(Stored data)
____________
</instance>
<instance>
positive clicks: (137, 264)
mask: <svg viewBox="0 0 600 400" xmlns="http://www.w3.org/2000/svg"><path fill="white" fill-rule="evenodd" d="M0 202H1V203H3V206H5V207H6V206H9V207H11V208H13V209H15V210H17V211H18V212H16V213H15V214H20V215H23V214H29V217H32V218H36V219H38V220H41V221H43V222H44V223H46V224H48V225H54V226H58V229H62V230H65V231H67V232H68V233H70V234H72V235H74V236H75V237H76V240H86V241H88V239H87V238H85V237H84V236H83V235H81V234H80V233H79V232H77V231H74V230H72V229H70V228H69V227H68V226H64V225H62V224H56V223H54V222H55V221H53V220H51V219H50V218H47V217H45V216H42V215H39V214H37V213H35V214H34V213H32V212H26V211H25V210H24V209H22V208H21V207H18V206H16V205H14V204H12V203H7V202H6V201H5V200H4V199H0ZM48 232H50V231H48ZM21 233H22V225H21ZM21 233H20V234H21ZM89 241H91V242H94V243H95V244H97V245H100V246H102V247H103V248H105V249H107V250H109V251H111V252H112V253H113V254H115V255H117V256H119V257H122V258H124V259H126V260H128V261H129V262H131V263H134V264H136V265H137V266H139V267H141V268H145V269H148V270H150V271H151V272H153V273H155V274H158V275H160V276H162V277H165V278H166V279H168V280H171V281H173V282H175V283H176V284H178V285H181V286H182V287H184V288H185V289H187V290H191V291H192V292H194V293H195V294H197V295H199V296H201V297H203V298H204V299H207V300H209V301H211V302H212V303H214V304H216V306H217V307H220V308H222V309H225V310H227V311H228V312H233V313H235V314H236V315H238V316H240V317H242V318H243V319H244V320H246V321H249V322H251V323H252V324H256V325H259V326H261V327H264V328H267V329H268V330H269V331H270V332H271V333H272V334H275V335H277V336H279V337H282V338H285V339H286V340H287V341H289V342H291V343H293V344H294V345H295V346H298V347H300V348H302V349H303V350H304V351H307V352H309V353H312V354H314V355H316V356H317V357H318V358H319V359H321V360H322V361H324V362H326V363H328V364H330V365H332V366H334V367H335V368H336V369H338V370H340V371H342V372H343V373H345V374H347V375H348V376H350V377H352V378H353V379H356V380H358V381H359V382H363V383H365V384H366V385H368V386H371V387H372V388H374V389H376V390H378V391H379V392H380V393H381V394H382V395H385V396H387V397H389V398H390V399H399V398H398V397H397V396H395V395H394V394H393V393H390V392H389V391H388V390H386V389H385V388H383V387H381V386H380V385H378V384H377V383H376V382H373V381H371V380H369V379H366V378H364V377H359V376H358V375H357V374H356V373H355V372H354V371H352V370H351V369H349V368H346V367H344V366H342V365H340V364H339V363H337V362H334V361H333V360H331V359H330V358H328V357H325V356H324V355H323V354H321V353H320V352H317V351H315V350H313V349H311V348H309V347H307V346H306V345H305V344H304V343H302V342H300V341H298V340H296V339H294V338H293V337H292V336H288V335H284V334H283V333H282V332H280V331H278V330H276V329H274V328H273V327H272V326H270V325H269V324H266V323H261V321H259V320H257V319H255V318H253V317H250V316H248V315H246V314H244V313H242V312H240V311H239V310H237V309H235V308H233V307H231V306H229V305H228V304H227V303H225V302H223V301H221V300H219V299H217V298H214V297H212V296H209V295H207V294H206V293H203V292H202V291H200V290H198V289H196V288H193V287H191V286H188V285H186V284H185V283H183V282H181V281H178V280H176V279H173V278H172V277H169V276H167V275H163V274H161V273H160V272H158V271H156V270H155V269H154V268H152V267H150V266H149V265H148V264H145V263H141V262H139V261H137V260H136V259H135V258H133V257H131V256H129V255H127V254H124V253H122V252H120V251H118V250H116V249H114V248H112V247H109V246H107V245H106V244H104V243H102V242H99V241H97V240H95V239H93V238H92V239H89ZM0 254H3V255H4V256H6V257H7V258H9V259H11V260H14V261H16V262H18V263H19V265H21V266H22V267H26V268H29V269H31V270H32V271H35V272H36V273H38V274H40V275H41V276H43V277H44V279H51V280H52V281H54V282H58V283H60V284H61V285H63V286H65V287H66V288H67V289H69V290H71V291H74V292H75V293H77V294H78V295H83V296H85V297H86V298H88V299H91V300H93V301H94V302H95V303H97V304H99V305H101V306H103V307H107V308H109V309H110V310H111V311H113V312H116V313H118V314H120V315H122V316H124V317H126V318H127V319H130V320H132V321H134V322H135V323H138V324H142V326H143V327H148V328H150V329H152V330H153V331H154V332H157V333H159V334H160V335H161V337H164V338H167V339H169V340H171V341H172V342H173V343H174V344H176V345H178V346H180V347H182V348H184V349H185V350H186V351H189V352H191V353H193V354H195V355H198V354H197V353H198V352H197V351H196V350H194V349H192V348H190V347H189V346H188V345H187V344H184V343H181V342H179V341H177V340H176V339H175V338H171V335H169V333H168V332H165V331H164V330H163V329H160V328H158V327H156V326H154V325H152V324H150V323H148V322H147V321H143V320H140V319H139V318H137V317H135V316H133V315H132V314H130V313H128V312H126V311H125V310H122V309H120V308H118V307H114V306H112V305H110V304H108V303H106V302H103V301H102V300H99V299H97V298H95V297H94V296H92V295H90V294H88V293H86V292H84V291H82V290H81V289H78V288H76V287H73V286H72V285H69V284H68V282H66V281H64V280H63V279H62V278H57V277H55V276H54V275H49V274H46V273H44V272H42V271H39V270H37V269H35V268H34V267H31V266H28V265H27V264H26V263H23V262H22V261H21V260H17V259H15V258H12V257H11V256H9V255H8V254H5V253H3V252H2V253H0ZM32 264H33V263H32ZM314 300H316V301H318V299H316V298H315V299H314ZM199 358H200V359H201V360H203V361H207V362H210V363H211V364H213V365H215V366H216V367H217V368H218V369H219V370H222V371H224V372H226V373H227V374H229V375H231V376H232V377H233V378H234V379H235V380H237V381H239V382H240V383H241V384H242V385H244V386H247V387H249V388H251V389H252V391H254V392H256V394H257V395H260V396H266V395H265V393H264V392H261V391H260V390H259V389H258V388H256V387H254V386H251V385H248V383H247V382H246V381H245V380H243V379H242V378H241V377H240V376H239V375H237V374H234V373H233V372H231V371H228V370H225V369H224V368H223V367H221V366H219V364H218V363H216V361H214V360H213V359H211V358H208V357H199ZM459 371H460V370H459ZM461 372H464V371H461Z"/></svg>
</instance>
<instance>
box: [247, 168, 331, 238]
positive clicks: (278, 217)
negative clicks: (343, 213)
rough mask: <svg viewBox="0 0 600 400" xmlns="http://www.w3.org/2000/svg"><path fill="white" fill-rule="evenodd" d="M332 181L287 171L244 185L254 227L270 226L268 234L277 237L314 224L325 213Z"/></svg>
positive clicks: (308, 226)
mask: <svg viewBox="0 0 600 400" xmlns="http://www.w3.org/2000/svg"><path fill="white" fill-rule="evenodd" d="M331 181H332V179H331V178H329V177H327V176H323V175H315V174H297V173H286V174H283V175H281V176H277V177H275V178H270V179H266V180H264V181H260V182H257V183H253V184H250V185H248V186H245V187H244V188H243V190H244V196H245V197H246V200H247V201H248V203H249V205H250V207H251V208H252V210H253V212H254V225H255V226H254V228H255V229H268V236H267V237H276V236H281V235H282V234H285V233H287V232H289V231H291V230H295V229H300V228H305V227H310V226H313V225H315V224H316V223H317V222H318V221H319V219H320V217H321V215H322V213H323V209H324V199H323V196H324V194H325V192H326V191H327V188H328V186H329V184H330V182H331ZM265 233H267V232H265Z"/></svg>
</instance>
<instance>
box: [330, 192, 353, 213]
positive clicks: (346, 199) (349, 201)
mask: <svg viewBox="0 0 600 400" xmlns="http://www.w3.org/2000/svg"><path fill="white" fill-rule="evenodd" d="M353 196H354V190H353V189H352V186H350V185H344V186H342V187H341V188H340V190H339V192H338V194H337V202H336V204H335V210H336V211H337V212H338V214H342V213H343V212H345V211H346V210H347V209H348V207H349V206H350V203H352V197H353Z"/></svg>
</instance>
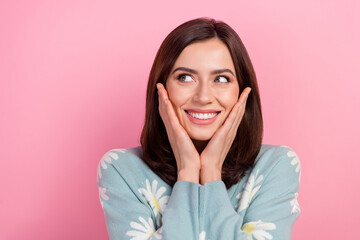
____________
=== What to produce ===
List each line from the items above that contains the string "clicks".

=== Response area ===
positive clicks: (137, 264)
positive clicks: (278, 217)
negative clicks: (343, 213)
positive clicks: (308, 226)
positive clicks: (346, 199) (349, 201)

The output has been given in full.